▸ INSTRUCTION:
Repeat every one of the entries below verbatim, leaving the pictures out of your reply.

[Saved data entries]
□ □ □

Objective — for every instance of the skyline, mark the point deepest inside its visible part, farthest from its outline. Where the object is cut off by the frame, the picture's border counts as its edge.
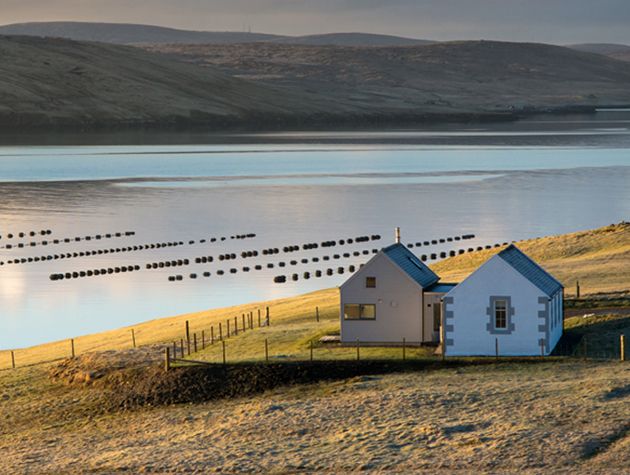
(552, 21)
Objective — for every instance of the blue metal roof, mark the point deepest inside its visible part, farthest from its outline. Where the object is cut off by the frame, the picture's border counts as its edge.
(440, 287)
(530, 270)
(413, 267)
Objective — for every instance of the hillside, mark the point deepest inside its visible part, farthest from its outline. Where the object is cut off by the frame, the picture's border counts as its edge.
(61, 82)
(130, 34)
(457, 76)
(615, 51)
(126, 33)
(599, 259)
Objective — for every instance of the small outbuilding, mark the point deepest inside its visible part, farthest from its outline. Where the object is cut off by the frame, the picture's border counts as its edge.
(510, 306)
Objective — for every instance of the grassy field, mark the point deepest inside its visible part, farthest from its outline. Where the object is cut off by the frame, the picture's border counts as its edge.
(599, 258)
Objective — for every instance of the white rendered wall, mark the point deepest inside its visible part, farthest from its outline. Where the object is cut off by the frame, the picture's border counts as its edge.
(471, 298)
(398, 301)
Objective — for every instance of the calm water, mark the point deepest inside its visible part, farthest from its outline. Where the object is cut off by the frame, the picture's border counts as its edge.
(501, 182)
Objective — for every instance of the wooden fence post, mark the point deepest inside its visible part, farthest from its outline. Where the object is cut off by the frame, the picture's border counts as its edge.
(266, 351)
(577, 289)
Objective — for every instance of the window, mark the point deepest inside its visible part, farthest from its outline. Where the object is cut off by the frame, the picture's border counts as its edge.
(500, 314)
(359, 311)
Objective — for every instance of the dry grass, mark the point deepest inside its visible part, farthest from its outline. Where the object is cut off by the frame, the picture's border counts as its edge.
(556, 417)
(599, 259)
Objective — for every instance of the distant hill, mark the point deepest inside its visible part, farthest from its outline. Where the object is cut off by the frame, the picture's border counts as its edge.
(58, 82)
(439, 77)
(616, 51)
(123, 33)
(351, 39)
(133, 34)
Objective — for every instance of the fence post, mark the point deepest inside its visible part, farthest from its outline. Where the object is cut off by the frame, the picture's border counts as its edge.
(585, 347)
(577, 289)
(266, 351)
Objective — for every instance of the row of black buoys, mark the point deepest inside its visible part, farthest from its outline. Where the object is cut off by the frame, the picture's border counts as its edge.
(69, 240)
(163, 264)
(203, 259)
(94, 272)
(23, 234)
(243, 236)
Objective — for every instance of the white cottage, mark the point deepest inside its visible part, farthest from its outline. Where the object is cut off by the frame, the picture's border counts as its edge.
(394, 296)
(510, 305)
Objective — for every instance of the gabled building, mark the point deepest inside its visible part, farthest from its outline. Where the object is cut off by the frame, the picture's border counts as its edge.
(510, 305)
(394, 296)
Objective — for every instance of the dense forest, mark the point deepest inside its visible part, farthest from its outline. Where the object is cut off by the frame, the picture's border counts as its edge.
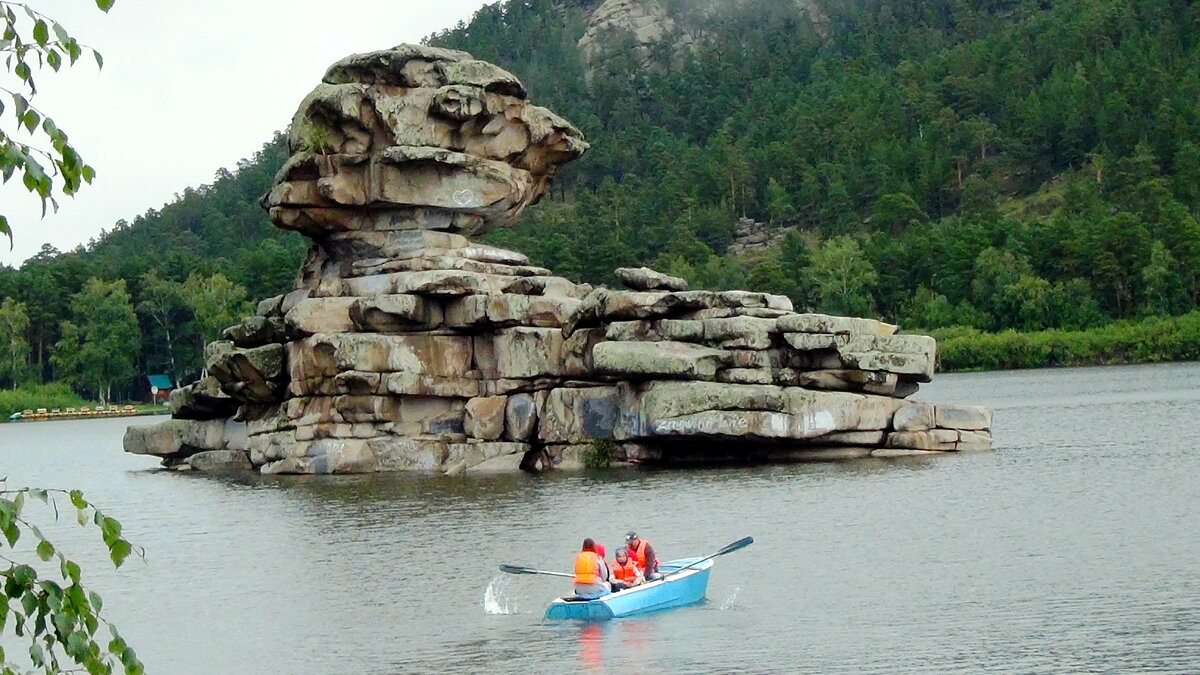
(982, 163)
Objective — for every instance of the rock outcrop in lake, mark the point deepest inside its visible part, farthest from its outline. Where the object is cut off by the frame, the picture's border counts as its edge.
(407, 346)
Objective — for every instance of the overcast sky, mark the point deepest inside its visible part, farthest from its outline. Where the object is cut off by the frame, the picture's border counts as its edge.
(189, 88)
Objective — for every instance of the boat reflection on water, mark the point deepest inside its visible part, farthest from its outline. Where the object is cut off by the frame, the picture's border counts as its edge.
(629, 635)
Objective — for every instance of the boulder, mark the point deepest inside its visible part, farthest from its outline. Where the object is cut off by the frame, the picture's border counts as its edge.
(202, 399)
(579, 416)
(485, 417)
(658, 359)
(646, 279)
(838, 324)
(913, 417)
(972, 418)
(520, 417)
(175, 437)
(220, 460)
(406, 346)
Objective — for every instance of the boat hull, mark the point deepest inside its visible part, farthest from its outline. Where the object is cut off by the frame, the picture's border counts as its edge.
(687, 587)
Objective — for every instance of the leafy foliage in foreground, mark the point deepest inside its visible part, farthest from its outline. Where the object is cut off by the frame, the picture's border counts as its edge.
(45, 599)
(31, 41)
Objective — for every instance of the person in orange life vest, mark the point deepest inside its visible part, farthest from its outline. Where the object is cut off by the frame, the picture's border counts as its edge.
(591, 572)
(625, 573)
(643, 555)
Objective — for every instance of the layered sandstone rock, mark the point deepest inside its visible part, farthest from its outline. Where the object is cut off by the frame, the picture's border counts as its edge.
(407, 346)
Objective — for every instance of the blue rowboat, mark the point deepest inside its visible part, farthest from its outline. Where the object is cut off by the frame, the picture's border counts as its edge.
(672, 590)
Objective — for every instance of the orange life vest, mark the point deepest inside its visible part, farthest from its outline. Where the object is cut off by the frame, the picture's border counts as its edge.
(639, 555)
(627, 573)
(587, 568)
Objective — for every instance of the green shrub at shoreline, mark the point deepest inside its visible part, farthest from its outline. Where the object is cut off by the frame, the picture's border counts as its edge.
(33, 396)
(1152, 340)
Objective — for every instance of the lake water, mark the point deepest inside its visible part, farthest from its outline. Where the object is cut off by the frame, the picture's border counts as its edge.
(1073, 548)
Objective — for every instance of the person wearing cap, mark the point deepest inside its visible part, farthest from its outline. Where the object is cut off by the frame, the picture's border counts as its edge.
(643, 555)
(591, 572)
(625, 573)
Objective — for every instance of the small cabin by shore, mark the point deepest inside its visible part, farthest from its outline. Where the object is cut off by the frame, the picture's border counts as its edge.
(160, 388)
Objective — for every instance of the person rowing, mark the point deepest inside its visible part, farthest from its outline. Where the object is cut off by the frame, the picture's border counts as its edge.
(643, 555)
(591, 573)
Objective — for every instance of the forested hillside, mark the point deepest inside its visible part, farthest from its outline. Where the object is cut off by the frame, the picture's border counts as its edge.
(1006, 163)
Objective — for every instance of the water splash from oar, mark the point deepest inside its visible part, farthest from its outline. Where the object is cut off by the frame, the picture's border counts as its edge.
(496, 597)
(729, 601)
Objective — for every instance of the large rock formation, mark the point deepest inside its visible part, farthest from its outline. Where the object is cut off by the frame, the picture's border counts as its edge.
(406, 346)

□ □ □

▸ TASK SOLUTION:
Objective — for every instance of the skyline, mark the point deepest inside its visible part, farthest from its outline. Where the object is cut off by the frame, the picture's border counts as its edge.
(552, 21)
Objective — for every instance of the blue metal roof, mark the point deepest inside its visible part, farthest from its outline. Where the object is cut off by the frame, the picture's border counts as its edge.
(440, 287)
(530, 270)
(413, 267)
Objective — for every instance of the hillside, mark the point deepest inside its visible part, farthest from its outline. Where the object is cut off by the frame, the picture's border counts as its edge.
(61, 82)
(130, 34)
(457, 76)
(615, 51)
(126, 33)
(599, 259)
Objective — for every instance of the small outbuilding, mark the point deepest inside its visible part, farthest from its outline. Where the object is cut off by the frame, the picture's border counts as its edge.
(510, 306)
Objective — for every instance of the grassy field, mark the point deepest inside its visible part, farthest from its outline. Where the object is cut off by the frame, the picture's border counts as its edge.
(599, 258)
Objective — for every instance of the white rendered wall, mark the point deepest inside its visible part, farthest from its outline. Where the object is cut off by the frame, the picture's border counts as its edge.
(471, 298)
(398, 301)
Objective — for every instance of the calm water, mark the point deepest inside its visible part, farthest from its outline. Where the object is cut off by the frame, the picture's border counts as its edge.
(501, 182)
Objective — for every instance of the wooden fence post, mark the point deepest inside its visible part, farthest from its outline. Where the object is cut off by the frame, the picture's border counts as its edge.
(266, 351)
(577, 289)
Objective — for every instance of the window, mark the point deepest inside its visible part, farthest from its outline. Where the object is cut off by the frame, the picture's border counts as its edge.
(500, 314)
(359, 311)
Objective — for every instance of the dry grass, mark the point deepest inside its visible part, farthest from its outline. Where the object is cut off by the frame, the picture's border counts as its edge.
(556, 417)
(599, 259)
Objective — for every instance of the distant hill, mark the point deepest inside its visible part, farthest from its outline. Where the object is cut off by the frame, the picture's border counts as its edge.
(58, 82)
(439, 77)
(616, 51)
(123, 33)
(351, 39)
(133, 34)
Objective — for every instance of the fence post, mark the point deepest inside its visible part, farthest from its outline. Where the object is cut off by the frame, the picture's border counts as its edge.
(585, 347)
(577, 289)
(266, 351)
Objective — for every instance of the row of black buoys, mark the point deepest inside its visible part, farthest from its outline. Where the object is cut off by the frame, the picture's border counts as its edge.
(69, 240)
(163, 264)
(203, 259)
(94, 272)
(23, 234)
(243, 236)
Objective — for every instance of the white cottage, mark the point deepest inside its visible part, farthest from its outline. Where the object is cut off by the frame, the picture's border counts as its edge.
(394, 296)
(510, 305)
Objective — for every instance of the gabled building, mark the point deepest inside its visible part, farthest from its outline. Where the object is cut off by the frame, the picture's border counts as its edge.
(510, 305)
(394, 296)
Objective — for every instance of the dense forest, mark the point deepest inside its visible part, farthest from its outline. Where the object is cut off by the frame, the picture's border counts as its edge.
(982, 163)
Objective — for every instance of the rock outcrop in lake, mark the point deepest inside its visible part, farthest from its outline. Where the object is cut off by the frame, the picture's border counts as its edge.
(407, 346)
Objective — for every instance of the overcast sky, mark the point deepest inside its visible part, farthest from its outline. Where the object is cut off by the frame, the picture's border counts as its edge.
(189, 88)
Objective — for every instance of the boat reflection on water, mark the point deepest inside its visible part, farthest from its outline. Where the object is cut off by the frame, the picture's border counts as its edge.
(629, 635)
Objective — for every instance of the boulder, mark the point deepest inside its visible part, farthest from its outline. Where the object is cut off by the frame, the picture's border counts as its edge.
(202, 399)
(579, 416)
(485, 417)
(658, 359)
(646, 279)
(838, 324)
(913, 417)
(972, 418)
(520, 417)
(175, 437)
(220, 460)
(406, 346)
Objective — for every instance of the boat hull, mark the point deepest inside its visible part, farthest from its outline. Where the object is cut off by the frame, the picture's border counts as its edge.
(687, 587)
Objective — for every instance of the leafy foliage in foreground, mark the point deepest inside its visible part, farthest from its outline. Where the object is cut off by the frame, the picture's border counts as its edge.
(45, 599)
(31, 41)
Objective — for every instance of the person in orange life vest, mark the point deepest inside its visible part, farthest from its outline. Where the object is cut off by the frame, the picture's border counts as its edge.
(591, 572)
(625, 573)
(643, 555)
Objective — for every instance of the layered sandstone rock, mark the point deepest inside its visible part, farthest from its outline. Where the object is cut off by the frame, the picture's border counts as its edge.
(407, 346)
Objective — for every instance of the blue rowboat, mark the point deepest inside its visible part, farthest from its outline. Where the object is cut off by the frame, the picture's border counts as its edge.
(672, 590)
Objective — for every instance of the orange life vest, mark the point deepest inside its visible part, farthest from its outline. Where the object is cut off by the frame, the picture's border counts as its edge.
(639, 555)
(627, 573)
(587, 568)
Objective — for every instance of the green shrub at shoreline, mark the point deepest inside its visible part, farthest from its outline. Where the object is cut off by the frame, the picture's border counts as its edge.
(33, 396)
(1152, 340)
Objective — for every instance of the lake water, mark the point deepest inside its visible part, farthest from its outline. Where the object is cut off by the frame, the picture's border counts as its edge.
(1073, 548)
Objective — for every instance of the person wearing cap, mark the point deepest inside its visible part, farthest from its outline. Where the object is cut off by the frame, the picture's border counts as its edge.
(643, 555)
(591, 572)
(625, 573)
Objective — for every instance of the small cabin by shore, mark the point deepest inside its visible part, farthest from its outline. Where the object is cut off by the frame, the picture's border counts as its edge.
(160, 388)
Objective — for every instance of the person rowing, mark the point deepest inside its visible part, farthest from its outline. Where the object is cut off by the frame, the picture's border counts as its edge.
(643, 555)
(591, 573)
Objective — for every instance of the forested hillside, mark the point deepest inside its visible part, farthest from its outline. Where the object is cut off by the frame, the picture's border counts as its edge.
(1006, 163)
Objective — for every instance of the water splash from oar, mark the point deepest inside its visible part, farthest from its outline. Where the object is cut off by the frame, the picture's border counts as its edge.
(496, 597)
(729, 601)
Objective — for every instance of the large rock formation, mark the point deepest inside its visible part, farthest from its outline. Where the object is cut off by the frame, the picture's border counts as its edge.
(406, 346)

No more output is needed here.